• **Exercises**:
**A)** In the Kafka producer code, can you restate the init() method as a brief list that keeps its main steps? It begins "private KafkaProducer<String, String> init() {" and runs to its closing brace.
**B)** Which port does the server block in the Kafka producer code's application.conf set?

• **Document segment**:
══════════════════════════════
KafkaProducerWrapper.java

package com.donews.data;

import com.typesafe.config.Config;
import io.vertx.core.logging.Logger;
import io.vertx.core.logging.LoggerFactory;
import org.apache.kafka.clients.producer.Callback;
import org.apache.kafka.clients.producer.KafkaProducer;
import org.apache.kafka.clients.producer.ProducerRecord; import java.util.Properties; /**
* Created by reynold on 16-6-22.
*
*/
public class KafkaProducerWrapper {
private Logger LOG = LoggerFactory.getLogger(KafkaProducerWrapper.class);
private KafkaProducer<String, String> producer = init(); private KafkaProducer<String, String> init() {
Config conf = Configuration.conf.getConfig("kafka");
Properties props = new Properties();
props.put("bootstrap.servers", conf.getString("bootstrap.servers"));
props.put("acks", conf.getString("acks"));
props.put("retries", conf.getInt("retries"));
props.put("batch.size", conf.getInt("batch.size"));
props.put("linger.ms", conf.getInt("linger.ms"));
props.put("buffer.memory", conf.getLong("buffer.memory"));
props.put("key.serializer", conf.getString("key.serializer"));
props.put("value.serializer", conf.getString("value.serializer"));
LOG.info("KafkaProducer Properties: {0}", props.toString());
return new KafkaProducer<>(props);
} public void send(String topic, String message, Callback callback) {
producer.send(new ProducerRecord<>(topic, message), callback);
} public void close() {
producer.close();
LOG.info("Kafka Producer Closed");
} public static void main(String[] args) {
//KafkaProducerWrapper sender=new KafkaProducerWrapper();
//sender.producer.partitionsFor("xxxxx").forEach(System.out::println);
}
}

application.conf

server {
port = 20000
counter.delay = 30s
}
kafka {
bootstrap.servers = "XXX"
══════════════════════════════
• **Extracted material**:
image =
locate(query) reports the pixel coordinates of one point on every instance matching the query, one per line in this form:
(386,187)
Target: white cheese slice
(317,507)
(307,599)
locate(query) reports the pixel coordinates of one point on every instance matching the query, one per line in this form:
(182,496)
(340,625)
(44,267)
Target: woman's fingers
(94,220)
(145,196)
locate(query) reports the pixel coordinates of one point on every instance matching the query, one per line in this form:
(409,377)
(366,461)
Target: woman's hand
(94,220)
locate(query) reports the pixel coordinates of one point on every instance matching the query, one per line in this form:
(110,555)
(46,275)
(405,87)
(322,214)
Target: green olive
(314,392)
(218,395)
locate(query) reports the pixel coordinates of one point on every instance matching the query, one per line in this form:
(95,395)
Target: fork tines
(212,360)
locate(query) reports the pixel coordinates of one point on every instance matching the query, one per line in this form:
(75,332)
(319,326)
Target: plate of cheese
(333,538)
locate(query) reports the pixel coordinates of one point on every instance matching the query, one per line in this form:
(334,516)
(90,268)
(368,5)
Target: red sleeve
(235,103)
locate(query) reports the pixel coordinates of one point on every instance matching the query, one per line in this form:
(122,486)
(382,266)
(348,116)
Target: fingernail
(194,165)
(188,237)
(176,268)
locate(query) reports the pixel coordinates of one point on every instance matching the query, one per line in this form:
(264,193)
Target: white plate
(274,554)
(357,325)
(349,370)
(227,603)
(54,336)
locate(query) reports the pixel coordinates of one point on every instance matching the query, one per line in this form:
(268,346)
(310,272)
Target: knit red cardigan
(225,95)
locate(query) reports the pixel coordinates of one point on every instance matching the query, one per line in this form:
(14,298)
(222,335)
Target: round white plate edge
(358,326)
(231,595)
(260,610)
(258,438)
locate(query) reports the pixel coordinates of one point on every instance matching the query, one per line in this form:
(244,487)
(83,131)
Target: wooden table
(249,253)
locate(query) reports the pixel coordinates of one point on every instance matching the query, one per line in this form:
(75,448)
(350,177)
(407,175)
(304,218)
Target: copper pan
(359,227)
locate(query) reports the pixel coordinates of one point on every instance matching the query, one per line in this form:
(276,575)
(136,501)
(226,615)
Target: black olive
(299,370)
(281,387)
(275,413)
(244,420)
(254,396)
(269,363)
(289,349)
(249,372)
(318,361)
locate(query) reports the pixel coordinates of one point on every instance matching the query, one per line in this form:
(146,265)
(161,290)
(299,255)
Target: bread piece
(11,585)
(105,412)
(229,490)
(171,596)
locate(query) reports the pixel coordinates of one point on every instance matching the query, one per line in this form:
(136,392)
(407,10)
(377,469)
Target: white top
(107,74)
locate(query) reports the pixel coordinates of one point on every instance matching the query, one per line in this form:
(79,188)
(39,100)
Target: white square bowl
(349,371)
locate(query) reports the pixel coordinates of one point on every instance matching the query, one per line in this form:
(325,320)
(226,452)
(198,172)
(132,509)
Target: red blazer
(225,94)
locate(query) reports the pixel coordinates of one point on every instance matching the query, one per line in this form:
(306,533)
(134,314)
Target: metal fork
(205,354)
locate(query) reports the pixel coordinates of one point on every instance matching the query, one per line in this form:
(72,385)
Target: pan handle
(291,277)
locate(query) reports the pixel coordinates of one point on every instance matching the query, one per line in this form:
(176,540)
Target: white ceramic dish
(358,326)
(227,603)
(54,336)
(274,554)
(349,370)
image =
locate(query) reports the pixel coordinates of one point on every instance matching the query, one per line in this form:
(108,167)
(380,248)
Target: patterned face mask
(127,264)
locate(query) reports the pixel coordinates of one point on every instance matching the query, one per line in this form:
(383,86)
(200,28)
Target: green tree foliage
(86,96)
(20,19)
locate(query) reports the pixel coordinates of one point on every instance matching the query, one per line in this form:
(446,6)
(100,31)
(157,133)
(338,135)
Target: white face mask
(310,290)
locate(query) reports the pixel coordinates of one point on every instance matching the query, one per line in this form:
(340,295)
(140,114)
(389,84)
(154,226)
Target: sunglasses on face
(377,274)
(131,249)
══════════════════════════════
• **The responses**:
**A)**
- Reads the "kafka" section of the configuration.
- Creates a new Properties object.
- Copies eight settings into it from that section: bootstrap.servers, acks, retries, batch.size, linger.ms, buffer.memory, key.serializer and value.serializer.
- Logs the resulting properties.
- Returns a new KafkaProducer built from those properties.

**B)** 20000